### WHAT YOU WILL DO
Reproduce the lines of the listing below, starting with the line that contains "Tag the tower" and going on through the end of the listing.

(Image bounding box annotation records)
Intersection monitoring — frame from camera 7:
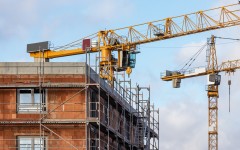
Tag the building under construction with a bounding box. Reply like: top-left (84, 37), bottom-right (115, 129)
top-left (0, 62), bottom-right (159, 150)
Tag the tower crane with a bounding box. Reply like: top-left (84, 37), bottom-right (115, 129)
top-left (27, 3), bottom-right (240, 149)
top-left (27, 3), bottom-right (240, 86)
top-left (161, 35), bottom-right (240, 150)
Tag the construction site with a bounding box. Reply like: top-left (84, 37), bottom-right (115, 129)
top-left (0, 0), bottom-right (240, 150)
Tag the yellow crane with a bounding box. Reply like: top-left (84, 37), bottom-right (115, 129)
top-left (27, 3), bottom-right (240, 150)
top-left (161, 36), bottom-right (240, 150)
top-left (27, 4), bottom-right (240, 86)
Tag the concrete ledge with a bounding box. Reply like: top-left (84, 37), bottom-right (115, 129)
top-left (0, 62), bottom-right (86, 75)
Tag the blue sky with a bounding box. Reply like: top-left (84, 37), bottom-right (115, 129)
top-left (0, 0), bottom-right (240, 150)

### RESPONSE
Tag the tower crane with a bounding box. Reply like: top-left (84, 37), bottom-right (115, 129)
top-left (27, 3), bottom-right (240, 149)
top-left (27, 3), bottom-right (240, 86)
top-left (161, 35), bottom-right (240, 150)
Tag the construction site with a bounding box. Reply like: top-left (84, 37), bottom-right (115, 129)
top-left (0, 0), bottom-right (240, 150)
Tag the yellow crane with a bounding box. Reply like: top-left (84, 37), bottom-right (115, 129)
top-left (27, 3), bottom-right (240, 150)
top-left (161, 36), bottom-right (240, 150)
top-left (27, 4), bottom-right (240, 86)
Tag the concrete ledge with a bounding box. Reply like: top-left (84, 37), bottom-right (115, 129)
top-left (0, 62), bottom-right (86, 75)
Tag the blue sky with a bounding box. Reply like: top-left (84, 37), bottom-right (115, 129)
top-left (0, 0), bottom-right (240, 150)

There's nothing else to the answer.